_Prompt:_ Reproduce every one of the following records line for line, changing nothing.

_Supplied entries:_

(begin)

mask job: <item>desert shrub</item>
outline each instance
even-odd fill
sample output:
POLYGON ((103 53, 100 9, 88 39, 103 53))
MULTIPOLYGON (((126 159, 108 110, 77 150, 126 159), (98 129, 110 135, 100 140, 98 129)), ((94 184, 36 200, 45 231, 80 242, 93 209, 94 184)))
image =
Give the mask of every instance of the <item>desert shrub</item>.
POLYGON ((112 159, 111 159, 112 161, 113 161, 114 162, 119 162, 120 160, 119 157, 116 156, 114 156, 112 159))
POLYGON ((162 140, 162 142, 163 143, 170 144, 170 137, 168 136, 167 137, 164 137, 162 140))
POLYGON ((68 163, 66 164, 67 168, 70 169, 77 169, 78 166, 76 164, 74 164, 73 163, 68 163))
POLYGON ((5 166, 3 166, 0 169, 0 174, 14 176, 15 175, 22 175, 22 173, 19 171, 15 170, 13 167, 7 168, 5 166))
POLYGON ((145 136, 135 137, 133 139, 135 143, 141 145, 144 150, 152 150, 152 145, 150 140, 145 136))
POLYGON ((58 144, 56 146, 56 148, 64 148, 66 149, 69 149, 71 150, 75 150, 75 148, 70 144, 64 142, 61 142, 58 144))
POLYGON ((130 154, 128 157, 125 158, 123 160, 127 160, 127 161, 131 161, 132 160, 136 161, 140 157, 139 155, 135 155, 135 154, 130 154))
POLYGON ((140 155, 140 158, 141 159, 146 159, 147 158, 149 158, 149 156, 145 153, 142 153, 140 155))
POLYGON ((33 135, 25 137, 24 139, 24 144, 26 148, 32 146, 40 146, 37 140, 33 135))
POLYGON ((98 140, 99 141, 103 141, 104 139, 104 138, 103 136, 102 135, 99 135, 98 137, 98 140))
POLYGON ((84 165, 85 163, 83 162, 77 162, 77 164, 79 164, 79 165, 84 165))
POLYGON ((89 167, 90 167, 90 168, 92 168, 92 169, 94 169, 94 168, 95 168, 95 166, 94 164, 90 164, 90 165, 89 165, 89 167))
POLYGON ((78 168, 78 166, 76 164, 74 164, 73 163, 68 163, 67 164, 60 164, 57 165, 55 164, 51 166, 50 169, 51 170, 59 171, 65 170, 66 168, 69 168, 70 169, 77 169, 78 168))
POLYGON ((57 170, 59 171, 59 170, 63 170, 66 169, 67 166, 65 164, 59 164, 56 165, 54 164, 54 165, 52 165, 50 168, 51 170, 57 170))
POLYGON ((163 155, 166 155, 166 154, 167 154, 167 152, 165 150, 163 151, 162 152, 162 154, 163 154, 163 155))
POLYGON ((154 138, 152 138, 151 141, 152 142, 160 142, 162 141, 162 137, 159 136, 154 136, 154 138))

(end)

_Answer to this exercise:_
mask job: <item>desert shrub</item>
outline each instance
even-odd fill
sample output:
POLYGON ((103 53, 100 9, 88 39, 103 53))
MULTIPOLYGON (((126 159, 108 110, 77 150, 126 159), (98 129, 110 135, 100 140, 98 129)), ((94 184, 36 200, 45 231, 80 242, 93 209, 94 184)))
image =
Give the mask of every instance of the <item>desert shrub</item>.
POLYGON ((112 159, 111 159, 112 161, 113 161, 114 162, 119 162, 120 160, 119 157, 116 156, 114 156, 112 159))
POLYGON ((162 140, 162 142, 163 143, 170 144, 170 137, 168 136, 167 137, 164 137, 162 140))
POLYGON ((68 163, 66 164, 67 168, 70 169, 77 169, 78 166, 76 164, 74 164, 73 163, 68 163))
POLYGON ((5 166, 3 166, 0 169, 0 174, 14 176, 15 175, 22 175, 22 173, 19 171, 15 170, 13 167, 7 168, 5 166))
POLYGON ((145 136, 135 137, 133 139, 135 143, 141 145, 144 150, 152 150, 152 145, 150 140, 145 136))
POLYGON ((58 144, 56 146, 56 148, 64 148, 66 149, 69 149, 71 150, 75 150, 75 148, 70 144, 64 142, 61 142, 58 144))
POLYGON ((130 154, 128 157, 125 158, 123 160, 127 160, 127 161, 131 161, 132 160, 136 161, 140 157, 139 155, 135 155, 135 154, 130 154))
POLYGON ((140 155, 140 158, 141 159, 146 159, 147 158, 149 158, 149 156, 145 153, 142 153, 140 155))
POLYGON ((33 135, 25 137, 24 139, 24 144, 26 148, 32 146, 40 146, 37 140, 33 135))
POLYGON ((98 140, 99 141, 103 141, 104 139, 104 138, 103 136, 102 135, 99 135, 98 137, 98 140))
POLYGON ((84 165, 85 163, 83 162, 77 162, 77 164, 79 164, 79 165, 84 165))
POLYGON ((89 167, 90 167, 90 168, 92 168, 92 169, 94 169, 94 168, 95 168, 95 166, 94 164, 90 164, 90 165, 89 165, 89 167))
POLYGON ((78 168, 78 166, 76 164, 74 164, 73 163, 68 163, 67 164, 60 164, 57 165, 55 164, 51 166, 50 169, 51 170, 59 171, 65 170, 66 168, 69 168, 70 169, 77 169, 78 168))
POLYGON ((57 170, 59 171, 59 170, 63 170, 66 169, 67 166, 65 164, 59 164, 56 165, 54 164, 54 165, 52 165, 50 168, 51 170, 57 170))
POLYGON ((163 155, 166 155, 166 154, 167 154, 167 152, 165 150, 163 151, 162 152, 162 154, 163 154, 163 155))
POLYGON ((154 138, 152 138, 151 141, 152 142, 160 142, 162 141, 162 137, 159 136, 154 136, 154 138))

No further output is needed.